EXPLORE THE MATERIAL:
**1.** How many works made up the exhibition described in the text?
**2.** From the exhibition text, extract the passage starting at "The exhibition was a" and ending at "Kodak New Zealand.".
**3.** List every person the exhibition text names as selecting the photos.

The exhibition was a collaboration between photography organisation PhotoForum and the Manawatu Art Gallery under the director at the time, Luit Bieringa, and based on photos selected by Tom Hutchins, John B. Turner and Gordon H. Brown. It was sponsored by the Queens Elizabeth II Arts Council and Kodak New Zealand.

The exhibition consisted of 104 works. The exhibition was scheduled to show in 12 New Zealand art galleries.

== The photographers ==
Fifty two photographers are listed in the catalogue. They are: Laurence Aberhart, T V Austin, Gary Baigent, J G Blackman, Ben Boer, Justin Boroughs, Rhondda Bosworth, Joan Brown, Simon Buis, Glenn Busch, Murray Cammick, Dean Camp, Neil Carrie, Fiona Clark, Richard Collins, Bryony Dalefield, Jon S Daley, Gregg Devereaux, Brian Donovan, John Eastcott, John Fields, Michael Fitzgerald, Ken Foster, David A Fowler, Marti Friedlander, Murray Hedwig, Paul Hewson, Gary Ireland, Dave King, Graham Kirk, Steven La Plant, Graeme Leng-Ward, Darius McCallum, Allan McDonald, Jon Magill, Janet Mayo, John Miller, Mac Miller, Robin Morrison, Max Oettli, Peter Peryer, Mick Smith, Clive Stone, Do Van Toan, Roger Tolladay, Noel A Trustrum, Trevor Ulyatt, Kay Ungemeuth, Len Wesney, Ans Westra, David S Whyte, Stuart Young.

==Censorship controversy==

Two works, both titled Dance by photographer Fiona Clark included in the exhibition raised objections from local authorities, members of the public and the police were removed from the exhibition during its tour. The two black and white images were from a series of ten images, taken by Clark at a dance party at the University of Auckland café for Pride Week in 1974. The photographs depict transgender women, and the white paper around the images were inscribed with short texts by a friend of Clark's, including phrases such as 'Aren’t you furious you hung up closet queens' and 'How many of you boys would like to suck these tits or have them for your own?'.

Collected data:
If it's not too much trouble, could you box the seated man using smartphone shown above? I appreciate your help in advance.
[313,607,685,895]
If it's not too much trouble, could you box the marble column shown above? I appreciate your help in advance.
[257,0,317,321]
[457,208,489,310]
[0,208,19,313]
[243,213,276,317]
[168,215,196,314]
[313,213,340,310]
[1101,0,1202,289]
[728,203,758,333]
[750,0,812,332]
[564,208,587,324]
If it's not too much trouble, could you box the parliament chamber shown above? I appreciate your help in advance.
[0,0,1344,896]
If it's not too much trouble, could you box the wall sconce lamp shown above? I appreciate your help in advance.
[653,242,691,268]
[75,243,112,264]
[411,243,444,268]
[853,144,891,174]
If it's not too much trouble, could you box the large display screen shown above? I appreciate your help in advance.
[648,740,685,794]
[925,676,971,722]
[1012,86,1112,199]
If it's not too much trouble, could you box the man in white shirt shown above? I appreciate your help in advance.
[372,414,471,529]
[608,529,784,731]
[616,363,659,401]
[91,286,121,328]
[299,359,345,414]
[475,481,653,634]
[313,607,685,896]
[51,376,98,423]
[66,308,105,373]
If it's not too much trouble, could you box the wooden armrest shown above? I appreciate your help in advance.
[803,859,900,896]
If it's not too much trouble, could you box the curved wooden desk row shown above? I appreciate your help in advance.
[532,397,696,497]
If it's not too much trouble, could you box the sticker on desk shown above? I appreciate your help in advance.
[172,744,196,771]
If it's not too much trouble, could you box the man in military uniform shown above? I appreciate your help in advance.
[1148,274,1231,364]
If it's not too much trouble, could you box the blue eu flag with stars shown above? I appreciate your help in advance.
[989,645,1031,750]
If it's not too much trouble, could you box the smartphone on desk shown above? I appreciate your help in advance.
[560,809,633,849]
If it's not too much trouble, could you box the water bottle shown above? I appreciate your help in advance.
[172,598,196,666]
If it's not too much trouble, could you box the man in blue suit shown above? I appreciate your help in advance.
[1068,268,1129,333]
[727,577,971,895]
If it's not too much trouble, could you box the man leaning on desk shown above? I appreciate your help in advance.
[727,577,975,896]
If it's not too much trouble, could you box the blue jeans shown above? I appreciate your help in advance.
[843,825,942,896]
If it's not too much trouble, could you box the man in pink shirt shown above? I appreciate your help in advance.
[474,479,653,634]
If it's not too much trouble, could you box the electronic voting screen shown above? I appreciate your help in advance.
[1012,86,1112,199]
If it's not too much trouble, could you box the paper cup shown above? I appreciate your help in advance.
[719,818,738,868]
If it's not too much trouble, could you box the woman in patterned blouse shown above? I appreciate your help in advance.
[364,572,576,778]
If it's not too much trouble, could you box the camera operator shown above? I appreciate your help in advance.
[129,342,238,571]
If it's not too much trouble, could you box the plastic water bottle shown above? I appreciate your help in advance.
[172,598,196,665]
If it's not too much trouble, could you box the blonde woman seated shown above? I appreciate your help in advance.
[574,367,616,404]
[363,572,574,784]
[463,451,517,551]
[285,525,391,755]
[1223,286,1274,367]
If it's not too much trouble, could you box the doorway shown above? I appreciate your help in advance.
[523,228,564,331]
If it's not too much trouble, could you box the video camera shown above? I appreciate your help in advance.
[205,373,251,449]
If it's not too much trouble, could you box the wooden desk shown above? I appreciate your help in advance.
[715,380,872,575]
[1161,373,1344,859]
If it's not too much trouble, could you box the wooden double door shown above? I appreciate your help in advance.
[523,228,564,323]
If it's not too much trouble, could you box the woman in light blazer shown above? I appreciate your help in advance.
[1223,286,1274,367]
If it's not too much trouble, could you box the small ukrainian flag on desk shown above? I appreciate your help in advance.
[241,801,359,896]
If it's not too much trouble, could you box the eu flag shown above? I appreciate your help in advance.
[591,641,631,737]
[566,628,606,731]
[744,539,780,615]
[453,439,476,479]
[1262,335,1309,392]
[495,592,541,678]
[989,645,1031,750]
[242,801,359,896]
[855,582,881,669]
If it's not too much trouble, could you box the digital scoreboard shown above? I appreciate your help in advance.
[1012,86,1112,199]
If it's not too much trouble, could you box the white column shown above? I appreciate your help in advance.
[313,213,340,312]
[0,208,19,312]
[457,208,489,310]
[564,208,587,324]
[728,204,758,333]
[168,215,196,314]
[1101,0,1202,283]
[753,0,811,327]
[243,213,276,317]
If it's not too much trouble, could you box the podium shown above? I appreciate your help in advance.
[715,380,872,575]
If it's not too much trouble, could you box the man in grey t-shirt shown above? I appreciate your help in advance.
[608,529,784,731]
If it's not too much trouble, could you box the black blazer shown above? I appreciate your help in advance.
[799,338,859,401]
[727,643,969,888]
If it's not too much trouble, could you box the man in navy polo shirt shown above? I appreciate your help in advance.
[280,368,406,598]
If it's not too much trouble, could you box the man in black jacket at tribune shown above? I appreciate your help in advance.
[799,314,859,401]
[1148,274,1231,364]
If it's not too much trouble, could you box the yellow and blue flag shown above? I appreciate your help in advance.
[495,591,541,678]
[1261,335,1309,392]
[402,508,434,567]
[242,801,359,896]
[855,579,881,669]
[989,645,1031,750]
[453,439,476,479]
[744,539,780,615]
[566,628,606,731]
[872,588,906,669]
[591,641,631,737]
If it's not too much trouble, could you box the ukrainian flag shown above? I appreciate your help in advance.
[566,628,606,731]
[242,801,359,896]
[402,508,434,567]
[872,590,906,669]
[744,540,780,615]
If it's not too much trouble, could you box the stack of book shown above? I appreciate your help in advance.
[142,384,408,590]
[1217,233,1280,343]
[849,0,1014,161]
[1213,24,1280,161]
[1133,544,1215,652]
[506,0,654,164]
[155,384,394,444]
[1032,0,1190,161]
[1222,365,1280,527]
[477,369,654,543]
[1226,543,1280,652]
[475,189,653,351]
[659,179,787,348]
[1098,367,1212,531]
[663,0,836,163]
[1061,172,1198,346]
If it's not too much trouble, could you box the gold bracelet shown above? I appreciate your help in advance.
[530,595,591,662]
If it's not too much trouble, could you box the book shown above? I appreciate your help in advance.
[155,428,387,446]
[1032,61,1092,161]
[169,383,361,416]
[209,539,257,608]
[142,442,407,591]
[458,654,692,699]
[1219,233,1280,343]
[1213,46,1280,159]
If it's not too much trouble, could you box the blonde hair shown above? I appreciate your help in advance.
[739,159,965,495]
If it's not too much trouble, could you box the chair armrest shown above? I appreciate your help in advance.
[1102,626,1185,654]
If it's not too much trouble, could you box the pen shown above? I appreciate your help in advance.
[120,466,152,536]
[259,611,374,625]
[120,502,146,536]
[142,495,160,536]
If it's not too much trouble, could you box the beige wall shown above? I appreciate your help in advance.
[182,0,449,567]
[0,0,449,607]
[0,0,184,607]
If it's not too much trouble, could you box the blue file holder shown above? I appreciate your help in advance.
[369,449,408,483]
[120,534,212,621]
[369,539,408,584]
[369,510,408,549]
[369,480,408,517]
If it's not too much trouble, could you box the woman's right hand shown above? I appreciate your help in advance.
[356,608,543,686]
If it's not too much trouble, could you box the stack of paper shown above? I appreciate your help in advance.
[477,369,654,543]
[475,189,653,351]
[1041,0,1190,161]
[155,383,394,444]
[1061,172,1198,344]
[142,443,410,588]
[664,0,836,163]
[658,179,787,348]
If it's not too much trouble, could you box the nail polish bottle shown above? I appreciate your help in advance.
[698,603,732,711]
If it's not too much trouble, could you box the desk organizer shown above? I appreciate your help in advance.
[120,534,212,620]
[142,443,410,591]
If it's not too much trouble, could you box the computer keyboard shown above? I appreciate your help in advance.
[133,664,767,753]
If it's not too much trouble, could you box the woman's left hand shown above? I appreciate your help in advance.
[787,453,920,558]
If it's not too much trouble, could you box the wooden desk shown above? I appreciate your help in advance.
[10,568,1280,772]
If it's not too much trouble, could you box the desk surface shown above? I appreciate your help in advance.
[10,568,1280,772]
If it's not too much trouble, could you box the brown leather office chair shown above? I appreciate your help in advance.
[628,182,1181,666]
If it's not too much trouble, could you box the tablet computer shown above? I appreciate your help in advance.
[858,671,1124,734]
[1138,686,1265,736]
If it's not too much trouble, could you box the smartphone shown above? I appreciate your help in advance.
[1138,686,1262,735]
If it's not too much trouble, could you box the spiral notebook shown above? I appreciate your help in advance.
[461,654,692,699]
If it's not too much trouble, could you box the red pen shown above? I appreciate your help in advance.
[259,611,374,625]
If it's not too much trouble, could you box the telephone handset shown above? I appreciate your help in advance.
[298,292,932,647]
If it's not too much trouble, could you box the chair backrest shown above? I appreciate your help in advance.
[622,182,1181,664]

RESPONSES IN ORDER:
**1.** 104 works.

**2.**
The exhibition was a collaboration between photography organisation PhotoForum and the Manawatu Art Gallery under the director at the time, Luit Bieringa, and based on photos selected by Tom Hutchins, John B. Turner and Gordon H. Brown. It was sponsored by the Queens Elizabeth II Arts Council and Kodak New Zealand.

**3.** Tom Hutchins, John B. Turner, Gordon H. Brown